What to do » Your task is to transcribe all of the data below exactly, omitting the images.

Supplied data »
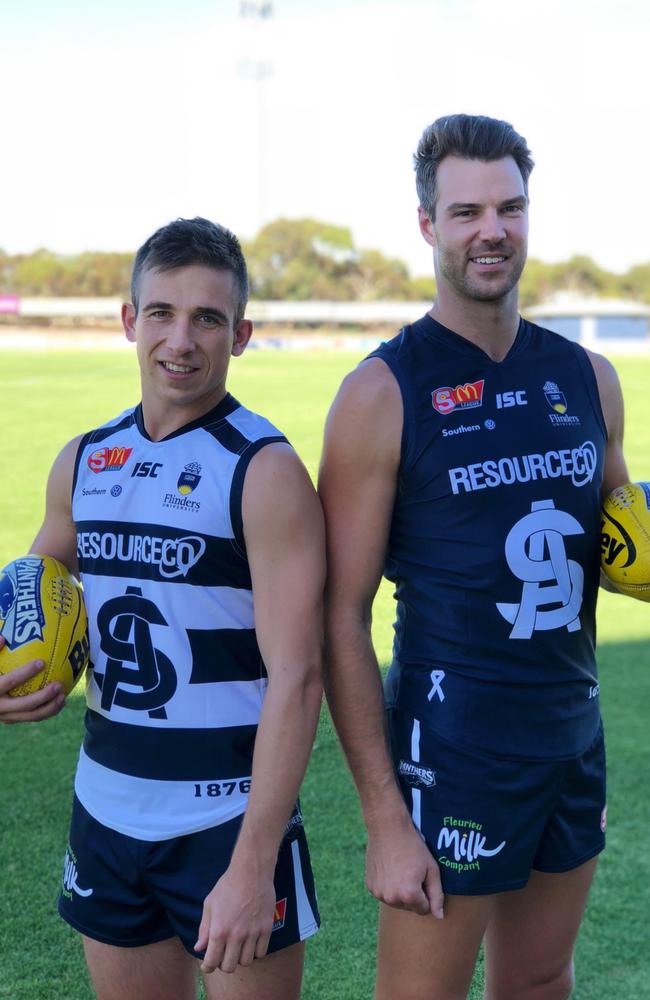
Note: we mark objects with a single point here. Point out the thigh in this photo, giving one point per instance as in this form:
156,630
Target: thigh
275,977
531,935
422,958
161,971
481,816
104,893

Response to this task »
Note: we mark objects with a single point here. Point out the thigh in this photo, giving one point per instance as in this form:
156,630
Target: thigh
275,977
531,935
422,958
161,971
481,816
104,893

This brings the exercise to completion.